*Work to do*.
Quote the data below line for line, word for word, with nothing added or left out.

*Data*.
◆ ◆ ◆ ◆

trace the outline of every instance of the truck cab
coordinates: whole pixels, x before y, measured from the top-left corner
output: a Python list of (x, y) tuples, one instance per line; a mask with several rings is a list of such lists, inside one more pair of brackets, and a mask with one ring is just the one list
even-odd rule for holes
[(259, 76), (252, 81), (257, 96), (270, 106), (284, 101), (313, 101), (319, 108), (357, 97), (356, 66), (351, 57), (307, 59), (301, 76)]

◆ ◆ ◆ ◆

*Response to the task*.
trace the outline of every instance of the truck cab
coordinates: whole pixels, x before y, measured from the top-left corner
output: a Python list of (x, y) tuples, one instance per line; a mask with several rings is a list of such lists, inside one more pair of brackets, and a mask with one ring is just the one list
even-odd rule for holes
[(259, 76), (252, 81), (257, 96), (270, 106), (284, 101), (313, 101), (319, 108), (357, 97), (356, 66), (351, 57), (307, 59), (301, 76)]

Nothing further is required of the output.